Only an exact copy of the entries will serve as the answer.

Items from a dataset

****************************************

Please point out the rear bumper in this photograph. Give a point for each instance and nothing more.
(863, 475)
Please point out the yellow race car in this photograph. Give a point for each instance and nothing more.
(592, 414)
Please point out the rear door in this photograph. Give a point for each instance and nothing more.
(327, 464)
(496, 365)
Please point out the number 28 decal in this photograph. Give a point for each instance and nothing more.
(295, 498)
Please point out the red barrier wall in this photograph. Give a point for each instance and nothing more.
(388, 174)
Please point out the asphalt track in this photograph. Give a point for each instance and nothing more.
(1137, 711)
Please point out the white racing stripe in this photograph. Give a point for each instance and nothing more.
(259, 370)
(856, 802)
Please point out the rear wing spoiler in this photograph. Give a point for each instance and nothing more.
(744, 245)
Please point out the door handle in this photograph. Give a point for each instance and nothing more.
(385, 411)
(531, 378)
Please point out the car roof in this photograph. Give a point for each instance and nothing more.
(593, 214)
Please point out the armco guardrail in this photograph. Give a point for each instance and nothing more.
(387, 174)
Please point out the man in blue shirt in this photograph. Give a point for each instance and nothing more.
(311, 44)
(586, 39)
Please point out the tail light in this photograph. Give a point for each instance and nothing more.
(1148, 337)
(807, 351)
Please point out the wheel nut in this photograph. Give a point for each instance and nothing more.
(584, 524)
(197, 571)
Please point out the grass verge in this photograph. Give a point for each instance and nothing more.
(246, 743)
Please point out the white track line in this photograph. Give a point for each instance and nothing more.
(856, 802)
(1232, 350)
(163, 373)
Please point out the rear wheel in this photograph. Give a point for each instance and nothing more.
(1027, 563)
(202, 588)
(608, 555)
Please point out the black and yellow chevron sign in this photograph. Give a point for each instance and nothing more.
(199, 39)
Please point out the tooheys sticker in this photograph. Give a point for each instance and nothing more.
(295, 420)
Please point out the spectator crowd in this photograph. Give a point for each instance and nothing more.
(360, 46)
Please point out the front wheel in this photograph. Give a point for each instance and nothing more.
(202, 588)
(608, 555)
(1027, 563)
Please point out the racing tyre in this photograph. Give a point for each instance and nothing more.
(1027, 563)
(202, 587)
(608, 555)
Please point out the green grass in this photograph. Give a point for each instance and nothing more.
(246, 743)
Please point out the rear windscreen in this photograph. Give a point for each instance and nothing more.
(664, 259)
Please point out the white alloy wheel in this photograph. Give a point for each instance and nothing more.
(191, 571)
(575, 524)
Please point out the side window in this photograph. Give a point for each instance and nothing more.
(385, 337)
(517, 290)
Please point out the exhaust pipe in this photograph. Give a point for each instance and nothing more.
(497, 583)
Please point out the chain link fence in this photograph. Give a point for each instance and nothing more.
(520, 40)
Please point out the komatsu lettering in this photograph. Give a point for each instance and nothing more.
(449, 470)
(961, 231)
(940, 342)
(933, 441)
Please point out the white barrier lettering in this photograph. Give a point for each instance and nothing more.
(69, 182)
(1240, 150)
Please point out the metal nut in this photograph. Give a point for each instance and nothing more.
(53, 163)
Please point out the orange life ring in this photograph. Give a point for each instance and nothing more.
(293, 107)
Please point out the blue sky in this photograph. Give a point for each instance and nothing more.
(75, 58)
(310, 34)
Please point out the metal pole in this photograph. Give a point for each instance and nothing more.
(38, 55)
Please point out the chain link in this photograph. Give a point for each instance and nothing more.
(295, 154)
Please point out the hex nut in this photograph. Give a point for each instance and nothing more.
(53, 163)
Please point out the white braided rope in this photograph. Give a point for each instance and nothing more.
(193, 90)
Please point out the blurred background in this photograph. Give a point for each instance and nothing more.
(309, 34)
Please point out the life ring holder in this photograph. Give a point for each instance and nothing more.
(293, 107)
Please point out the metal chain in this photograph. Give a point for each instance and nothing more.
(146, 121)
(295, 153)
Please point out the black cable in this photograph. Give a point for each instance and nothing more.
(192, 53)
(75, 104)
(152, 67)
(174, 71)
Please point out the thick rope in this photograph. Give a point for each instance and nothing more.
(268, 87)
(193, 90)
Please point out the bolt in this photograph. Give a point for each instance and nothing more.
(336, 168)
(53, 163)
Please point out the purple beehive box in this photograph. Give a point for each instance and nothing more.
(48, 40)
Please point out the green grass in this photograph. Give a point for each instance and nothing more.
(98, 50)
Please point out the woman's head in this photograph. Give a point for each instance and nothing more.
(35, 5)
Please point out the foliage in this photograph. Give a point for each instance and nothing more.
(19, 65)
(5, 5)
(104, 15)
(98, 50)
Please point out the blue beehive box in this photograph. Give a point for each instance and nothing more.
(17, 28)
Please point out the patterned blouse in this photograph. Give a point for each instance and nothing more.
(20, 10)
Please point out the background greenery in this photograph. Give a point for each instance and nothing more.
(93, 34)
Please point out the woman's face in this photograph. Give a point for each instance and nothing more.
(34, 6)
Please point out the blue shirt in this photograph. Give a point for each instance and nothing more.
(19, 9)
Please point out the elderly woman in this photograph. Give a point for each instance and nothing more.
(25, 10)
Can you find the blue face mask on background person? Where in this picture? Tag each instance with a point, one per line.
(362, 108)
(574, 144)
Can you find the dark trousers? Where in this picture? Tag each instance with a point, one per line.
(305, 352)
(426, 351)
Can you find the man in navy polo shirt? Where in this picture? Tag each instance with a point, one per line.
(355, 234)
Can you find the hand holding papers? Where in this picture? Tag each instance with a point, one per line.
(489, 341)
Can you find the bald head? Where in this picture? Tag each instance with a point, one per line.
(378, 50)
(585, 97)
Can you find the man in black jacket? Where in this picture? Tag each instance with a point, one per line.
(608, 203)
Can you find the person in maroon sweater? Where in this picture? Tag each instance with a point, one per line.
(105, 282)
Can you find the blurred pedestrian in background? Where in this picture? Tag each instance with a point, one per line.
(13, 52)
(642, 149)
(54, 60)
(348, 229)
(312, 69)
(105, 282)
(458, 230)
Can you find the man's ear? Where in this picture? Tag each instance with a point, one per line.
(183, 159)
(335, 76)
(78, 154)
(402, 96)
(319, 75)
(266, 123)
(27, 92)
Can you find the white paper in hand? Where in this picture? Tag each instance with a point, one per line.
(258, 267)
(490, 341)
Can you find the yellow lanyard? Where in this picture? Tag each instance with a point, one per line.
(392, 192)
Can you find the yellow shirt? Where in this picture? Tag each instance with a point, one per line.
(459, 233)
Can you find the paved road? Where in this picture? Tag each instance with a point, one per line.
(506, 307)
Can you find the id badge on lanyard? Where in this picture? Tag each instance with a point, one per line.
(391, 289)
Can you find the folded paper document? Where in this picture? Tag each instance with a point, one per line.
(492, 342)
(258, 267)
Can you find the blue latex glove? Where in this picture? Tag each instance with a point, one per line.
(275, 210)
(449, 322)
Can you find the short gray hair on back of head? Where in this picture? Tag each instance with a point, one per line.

****************************************

*Finished exercise:*
Please point out the rear bumper in this photograph. Give a point for each instance and nothing more.
(863, 475)
Please point out the yellow race car in this photograph. Give a point for each instance and nothing more.
(592, 414)
Please point out the rear door in this photograph. Give a point for each instance and nothing more.
(327, 464)
(496, 365)
Please point out the number 28 decal in this photograph. Give a point for each instance and nothing more.
(295, 498)
Please point out the red barrier wall in this photograph. Give a point for each instance and nothing more.
(388, 174)
Please point out the asphalt track in this photograph. Give a point for each instance and nothing more.
(1137, 711)
Please point out the white racing stripe in this photograph. Give a point for each instance and nothing more.
(259, 370)
(856, 802)
Please point out the rear wing spoiler in this photograph. Give a point for each instance and nothing more.
(744, 245)
Please point out the door handle in this photograph. Give a point for each instance and nothing more.
(385, 411)
(531, 378)
Please point out the car roof in this photograph. Give a point for each instance and nothing more.
(593, 214)
Please point out the armco guardrail in this photograph. Give a point for each instance and nothing more.
(387, 174)
Please point out the man in blue shirt in this photograph. Give a point for each instance and nothing more.
(311, 44)
(586, 39)
Please point out the tail light in this photograph. Give a point for each instance and nothing more.
(1148, 337)
(807, 351)
Please point out the wheel nut in this photograph. Give a point for each instance and nothing more.
(584, 524)
(197, 571)
Please point out the grass verge in this photograph. Give a point for each instance and nothing more.
(246, 743)
Please point out the white track line in this photograph. Give a point for each instance and nothing more.
(856, 802)
(1232, 350)
(163, 373)
Please point out the rear wheel in this photograph. Give a point for each instance and nothing more.
(1027, 563)
(202, 588)
(608, 555)
Please point out the black and yellow chevron sign in this photograph. Give a point for each instance and nothing more.
(199, 39)
Please point out the tooheys sticker in this photograph. Give a point for each instance and nothing more.
(295, 420)
Please point out the spectator crowd in this photograph. Give a point for each instance and nothing more.
(360, 46)
Please point out the front wheel in this photograph. Give a point for each instance and nothing more.
(202, 588)
(608, 555)
(1027, 563)
Please point out the racing tyre in this photograph. Give a point for each instance and nothing more.
(1027, 563)
(202, 587)
(608, 555)
Please point out the green grass in this photograph. Give a point for each instance and nothing more.
(246, 743)
Please point out the rear windscreen in this photograph. Give a point for each instance and nothing more.
(664, 259)
Please point out the white alloy wheel in this photograph. Give a point for each instance and nothing more.
(191, 571)
(575, 524)
Please point out the side window in this photograph. Give a point for each instance and nothing more.
(385, 337)
(517, 290)
Please point out the exhaust pipe in this photograph. Give a point for each instance and nothing more.
(497, 583)
Please point out the chain link fence in this photograph. Give a point for each instance and nothing more.
(520, 40)
Please point out the komatsu lettering in this photograph. Give a point for each instance and nothing more.
(449, 470)
(961, 231)
(940, 342)
(933, 441)
Please point out the white barrier lettering in this photograph. Give a point for each instance and nothing more.
(69, 182)
(1240, 150)
Please point out the metal nut in this photograph. Give a point for each instance and nothing more.
(53, 163)
Please point out the orange life ring in this photograph. Give a point for each instance and nothing more.
(293, 107)
Please point out the blue sky in this photograph. Give a point for each instance and nothing more.
(75, 58)
(310, 34)
Please point out the metal pole in this photograph. Give a point for each instance and nothing more.
(38, 55)
Please point out the chain link in this photograph. Give a point for each instance and nothing more.
(295, 154)
Please point out the hex nut in this photograph. Give a point for each instance and nothing more.
(53, 163)
Please point out the white braided rope in this photograph. Give a point for each instance and nothing more.
(193, 90)
Please point out the blurred background in this photograph. Give a point for each instance and nothing more.
(309, 34)
Please point out the life ring holder in this photograph. Give a point for each instance and nothing more.
(293, 107)
Please point out the metal chain in this photograph. Give a point for each instance and nothing more.
(146, 121)
(295, 153)
Please point out the black cable in this photograph. Give a point for each instance and nothing more.
(192, 53)
(75, 104)
(152, 67)
(174, 71)
Please point out the thick rope in this photograph. Give a point for each instance and nothing more.
(268, 87)
(193, 90)
Please point out the bolt in this photograph. Give a point for each instance and nothing more.
(336, 168)
(53, 163)
Please point out the purple beehive box in this photograph. Give a point for each instance and nothing more.
(48, 40)
Please point out the green grass in this photograph. Give a point for each instance and nothing more.
(98, 50)
Please point out the woman's head in this photograph. Give a point for each instance and nothing more.
(35, 5)
Please point out the foliage in this photograph. Give a point for each instance and nothing more.
(19, 65)
(5, 5)
(104, 15)
(98, 50)
Please point out the blue beehive box in this photograph. Give a point for each instance and nothing more.
(17, 28)
Please point out the patterned blouse in this photograph. Give a point for each instance and nothing more.
(20, 10)
Please point out the background greenery in this photograph. Give a point for each instance and nothing more.
(93, 34)
Please point out the woman's face in this photograph. Give a point for each instance and nothing more.
(34, 6)
Please point out the blue shirt in this photograph. Give a point for each instance and nothing more.
(19, 9)
Please point out the elderly woman in this photograph. Give a point for each instance and nothing more.
(25, 10)
Can you find the blue face mask on background person? Where in this picture? Tag each instance with a point, one per line.
(362, 108)
(574, 144)
Can you find the dark trousers? Where in this picture? Tag each instance with a point, one per line.
(305, 352)
(426, 351)
Can you find the man in navy polo shirt? Where in this picture? Tag each instance with a point, one per line.
(355, 234)
Can you find the hand holding papers? Where in this picture? Tag each instance with a point, one per line.
(489, 341)
Can you find the bald head? Where in this picture? Tag each instance with a point, one per line.
(378, 50)
(585, 97)
Can you find the man in black jacket? Where in this picture? Tag each instance with a point, one per line.
(608, 203)
Can you find the person in maroon sweater? Where in this picture? Tag each instance with a point, one per line.
(105, 282)
Can you find the blurred pedestrian in background? Where in this picture? Tag each instance with a point, one per line.
(13, 52)
(642, 149)
(54, 60)
(348, 229)
(312, 69)
(105, 282)
(458, 230)
Can you find the man's ear? Where in this picture? Tag each instance with a point, one per line.
(183, 159)
(335, 76)
(78, 154)
(402, 96)
(319, 75)
(266, 123)
(27, 92)
Can you find the white paper in hand? Where in this picture? Tag each instance with a point, one per line.
(258, 267)
(490, 341)
Can you find the yellow lanyard? Where in this picture? Tag each instance with a point, one per line.
(392, 192)
Can you find the yellow shirt? Where in this picture? Tag each instance with a point, one per line.
(459, 233)
Can you find the paved road? Where in this picture? Tag each instance with a point, one per line.
(506, 307)
Can you find the id badge on lanyard? Where in this picture? Tag each instance with a point, one per line.
(391, 289)
Can you find the folded paper document? Where in this picture? Tag each instance with a point, one per line.
(492, 342)
(258, 267)
Can you find the blue latex glove? Where in this picture? Tag each instance with a point, one per line.
(275, 210)
(449, 322)
Can you find the short gray hair on back of head? Where in this picture? Tag each instance with a point, one per line.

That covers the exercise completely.